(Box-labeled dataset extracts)
____

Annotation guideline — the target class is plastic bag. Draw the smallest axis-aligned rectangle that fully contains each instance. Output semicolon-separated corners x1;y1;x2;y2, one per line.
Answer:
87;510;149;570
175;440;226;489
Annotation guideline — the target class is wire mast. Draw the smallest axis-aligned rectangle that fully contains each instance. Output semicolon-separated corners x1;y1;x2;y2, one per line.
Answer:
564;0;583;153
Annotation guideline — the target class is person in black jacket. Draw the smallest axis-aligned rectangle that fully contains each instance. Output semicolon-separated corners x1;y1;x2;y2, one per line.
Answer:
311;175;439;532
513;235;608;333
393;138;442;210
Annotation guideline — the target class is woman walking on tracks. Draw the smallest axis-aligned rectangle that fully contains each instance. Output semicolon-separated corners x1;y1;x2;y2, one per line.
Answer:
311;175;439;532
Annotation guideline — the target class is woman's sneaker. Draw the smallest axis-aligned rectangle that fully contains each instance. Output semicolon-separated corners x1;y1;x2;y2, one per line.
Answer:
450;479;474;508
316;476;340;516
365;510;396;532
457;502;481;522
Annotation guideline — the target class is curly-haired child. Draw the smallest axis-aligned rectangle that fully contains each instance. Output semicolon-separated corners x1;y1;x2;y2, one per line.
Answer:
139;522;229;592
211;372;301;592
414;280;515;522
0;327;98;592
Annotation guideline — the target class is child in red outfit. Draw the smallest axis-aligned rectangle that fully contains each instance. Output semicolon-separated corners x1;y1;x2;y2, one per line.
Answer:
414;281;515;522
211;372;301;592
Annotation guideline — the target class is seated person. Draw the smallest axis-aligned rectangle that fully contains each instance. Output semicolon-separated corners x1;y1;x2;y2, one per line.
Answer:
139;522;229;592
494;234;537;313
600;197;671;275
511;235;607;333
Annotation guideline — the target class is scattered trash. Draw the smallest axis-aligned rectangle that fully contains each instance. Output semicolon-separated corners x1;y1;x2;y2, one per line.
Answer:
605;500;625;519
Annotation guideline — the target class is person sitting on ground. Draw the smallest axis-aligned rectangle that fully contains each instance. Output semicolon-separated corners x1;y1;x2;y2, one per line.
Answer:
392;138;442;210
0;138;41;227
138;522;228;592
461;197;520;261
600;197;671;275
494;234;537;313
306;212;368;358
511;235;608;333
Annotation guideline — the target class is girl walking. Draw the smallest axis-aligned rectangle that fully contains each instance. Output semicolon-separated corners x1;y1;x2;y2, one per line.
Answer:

____

GOAL:
Please rename "Annotation guideline" to "Labeling rule" throughout the data above, leaving every other part unchanged.

FINAL RESULT:
Labeling rule — the target class is plastic bag. Draw the smallest axis-aligned rectangle that fully contains each instance. Output semicolon-separated corners x1;y1;x2;y2, one per line.
Answer:
87;510;149;570
175;440;226;489
Labeling rule — the target class is wire mast. Draw the smallest axis-aligned rectangle that fully contains each instance. Output semicolon-separated corners x1;y1;x2;y2, one per line.
Answer:
564;0;583;153
Labeling rule — the target class is person in black jacket. Draw the smallest axis-aligned rectangle that fully contains each instance. Output semicolon-separated corners x1;y1;x2;y2, one per line.
Answer:
311;175;439;532
513;235;608;333
393;138;442;210
Labeling rule — the target class is woman walking on tracks. Draw the smallest axis-aligned rectangle that fully contains each instance. Output semicolon-separated corners x1;y1;x2;y2, one per line.
Answer:
311;175;439;532
Labeling rule — the target class is woman's sneaker. Draw the smallest axis-aligned rectangle that fully contains each instance. Output semicolon-separated corners x1;y1;x2;y2, one per line.
Answer:
450;479;474;508
316;476;340;516
365;510;396;532
457;502;481;522
Labeling rule — the target class is curly-haired child. Draw the smallest axis-aligned rectangle that fully contains each instance. Output semicolon-separated corners x1;y1;x2;y2, one per line.
Answer:
139;522;229;592
211;372;301;592
414;280;515;522
0;327;98;592
Labeling rule — the target class is child in red outfit. Draw the smallest axis-aligned rectangle that fully contains each instance. Output semicolon-separated corners x1;y1;x2;y2, one per line.
Answer:
414;281;515;522
211;372;301;592
Labeling rule — the target class is seated person. Draw the smallest axis-aligned rectangle that fully contains each instance. Output semicolon-separated corners x1;y1;x2;y2, one per line.
Answer:
139;522;229;592
494;234;537;313
600;197;671;275
511;235;607;333
Labeling rule — the target class is scattered trash. Draw the smallest axis-aligned rectangle that fully contains each instance. Output semicolon-separated corners x1;y1;x2;y2, one per line.
Answer:
605;500;625;519
Labeling rule — the target class is person sitting on ground. Draw the smallest axis-aligned rectangle that fully contains each instance. Output semicolon-separated corners x1;y1;x2;y2, one per line.
Answer:
392;138;442;210
0;138;41;227
138;522;228;592
461;197;520;261
600;197;671;275
494;234;537;313
306;212;368;358
511;235;608;333
Labeling rule — the target class is girl walking. Draw the smallest axis-aligned rectangle that fully contains each instance. Output semicolon-separated corners x1;y1;x2;y2, one per line.
Answer:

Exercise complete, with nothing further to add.